* **Documento fuente**
Los artistas expusieron esencialmente durante las bienales regionales antes de hacerlo colectivamente. 

Estas han desempeñado un papel decisivo, aunque más por la confrontación que por el acercamiento personal de los artistas del Caribe. Una de las más antiguas es la del grabado, celebrada en San Juan, Puerto Rico, en los años setenta.

Desde el siglo xvi, los mapamundis, los mapas insulares y la narración gráfica de ataques de potencias extranjeras o de corsarios se manifestaron a través del grabado. La villa de San Juan de Puerto Rico fue objeto de interés para el holandés Schenk y La Habana lo fue para múltiples grabadores, entre ellos los franceses Dominique Serres (1762), Miahle, Laplante o Garneray en el siglo xix. Los planos de La Española que mejoró Petrus Bertius (Descriptio Hispaniola, iluminado en 1604), o el de Santo Domingo de Baptista Boezio (1598), son equivalentes en colores, más tardíos, e indican “el Mar del Norte” (sic), como el del Dr. Tomás López (1785). Estos planos han alimentado el imaginario de los pueblos y de los artistas durante siglos.

En consecuencia, el grabado se ha perennizado en esta región insular, a través de una producción destinada a las clases populares. Ha pasado por diversos etapas: de una estética idealizada, a un expresionismo fuerte; por lo tanto, no es de ninguna manera sorprendente reencontrar esta práctica como parte de las manifestaciones artísticas en las bienales, y en particular en la Bienal del Grabado Latinoamericano y del Caribe, llamada posteriormente Trienal Poli/Gráfica de San Juan (Latinoamérica y el Caribe). Sin pretensiones de exhaustividad, evocaremos la XII edición, de 1998, por su amplia representación dominicana, compuesta por José Castillo, Pascal Meccariello, Rhadamés
Mejía, Belkis Ramírez, Raúl Recio, Rosa Tavárez, Luz Severino y Julio Valdés; al lado de Annalee Davis, Jocelyn Gardner y Stanley Greaves (Barbados); Edgar León (Costa Rica); Belkis Ayón y Eduardo Roca (Cuba); Pascale Monnin (Haití); Carlos Castillo y Yadira Díaz (Nicaragua); Marta Pérez García, Ada Rosa Rivera y Juan Sánchez
(Puerto Rico); Jorge Martínez (Venezuela).

* **Instrucción escrita 1**
Resuma en dos oraciones el texto sobre el grabado en el Caribe.

* **Datos para procesar**

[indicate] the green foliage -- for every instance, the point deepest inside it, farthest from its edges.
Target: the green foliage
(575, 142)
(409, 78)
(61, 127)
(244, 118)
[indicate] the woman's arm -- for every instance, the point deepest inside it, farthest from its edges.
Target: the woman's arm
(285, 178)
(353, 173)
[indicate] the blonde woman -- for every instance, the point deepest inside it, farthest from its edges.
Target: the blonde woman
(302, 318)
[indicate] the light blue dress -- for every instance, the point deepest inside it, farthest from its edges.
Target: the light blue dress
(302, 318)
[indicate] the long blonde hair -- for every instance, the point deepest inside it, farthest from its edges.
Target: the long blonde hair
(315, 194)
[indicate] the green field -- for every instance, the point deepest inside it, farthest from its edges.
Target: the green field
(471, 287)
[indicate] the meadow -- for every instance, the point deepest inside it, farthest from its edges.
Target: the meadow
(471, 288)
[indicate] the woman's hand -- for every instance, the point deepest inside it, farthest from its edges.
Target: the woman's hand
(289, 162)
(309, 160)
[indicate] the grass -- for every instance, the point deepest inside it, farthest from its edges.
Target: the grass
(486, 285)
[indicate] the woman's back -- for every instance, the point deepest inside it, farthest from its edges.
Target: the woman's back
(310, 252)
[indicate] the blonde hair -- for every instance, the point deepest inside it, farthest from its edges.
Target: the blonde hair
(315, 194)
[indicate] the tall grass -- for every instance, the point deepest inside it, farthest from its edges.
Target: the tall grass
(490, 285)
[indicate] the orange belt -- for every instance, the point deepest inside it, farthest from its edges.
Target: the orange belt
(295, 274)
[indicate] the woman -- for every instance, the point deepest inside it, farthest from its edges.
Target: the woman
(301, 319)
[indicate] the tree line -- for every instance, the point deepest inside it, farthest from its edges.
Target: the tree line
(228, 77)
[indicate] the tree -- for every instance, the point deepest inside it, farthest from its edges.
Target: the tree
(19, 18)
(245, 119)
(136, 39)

* **Instrucción escrita 2**
Convierta en una tabla Markdown con las columnas «Fila» y «Línea» la parte de los registros que va desde la línea que contiene "[indicate] the tree -- for" hasta el final de los registros, ambos extremos incluidos, y omita las líneas en blanco.

* **Respuesta 1**
Desde el siglo XVI, el grabado sirvió para representar mapamundis, mapas insulares y ataques de potencias extranjeras o de corsarios, y esos planos alimentaron durante siglos el imaginario de los pueblos y de los artistas. Por ello, el grabado ha perdurado en la región y forma parte de las bienales, en particular de la Bienal del Grabado Latinoamericano y del Caribe de San Juan, cuya XII edición, de 1998, contó con una amplia representación dominicana.

* **Respuesta 2**
| Fila | Línea |
|---|---|
| 1 | [indicate] the tree -- for every instance, the point deepest inside it, farthest from its edges. |
| 2 | Target: the tree |
| 3 | (19, 18) |
| 4 | (245, 119) |
| 5 | (136, 39) |